START RECORDS FOR PROCESSING

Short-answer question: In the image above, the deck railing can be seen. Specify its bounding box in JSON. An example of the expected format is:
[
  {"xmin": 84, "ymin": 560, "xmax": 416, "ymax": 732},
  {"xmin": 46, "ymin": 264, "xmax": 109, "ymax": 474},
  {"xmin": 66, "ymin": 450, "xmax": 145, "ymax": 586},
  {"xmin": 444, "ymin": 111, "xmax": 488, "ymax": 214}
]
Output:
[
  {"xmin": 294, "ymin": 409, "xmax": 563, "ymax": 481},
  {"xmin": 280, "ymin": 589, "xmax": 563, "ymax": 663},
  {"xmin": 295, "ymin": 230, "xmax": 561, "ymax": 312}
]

END RECORDS FOR PROCESSING

**DIRECTIONS FOR THIS TASK**
Collect each line in the entries above that contains the string "ymax", and copy those lines in full.

**EXERCISE ANSWER**
  {"xmin": 84, "ymin": 560, "xmax": 416, "ymax": 732},
  {"xmin": 46, "ymin": 264, "xmax": 109, "ymax": 474},
  {"xmin": 66, "ymin": 450, "xmax": 145, "ymax": 586},
  {"xmin": 444, "ymin": 111, "xmax": 488, "ymax": 214}
  {"xmin": 294, "ymin": 409, "xmax": 563, "ymax": 481},
  {"xmin": 280, "ymin": 589, "xmax": 563, "ymax": 663},
  {"xmin": 295, "ymin": 230, "xmax": 561, "ymax": 312}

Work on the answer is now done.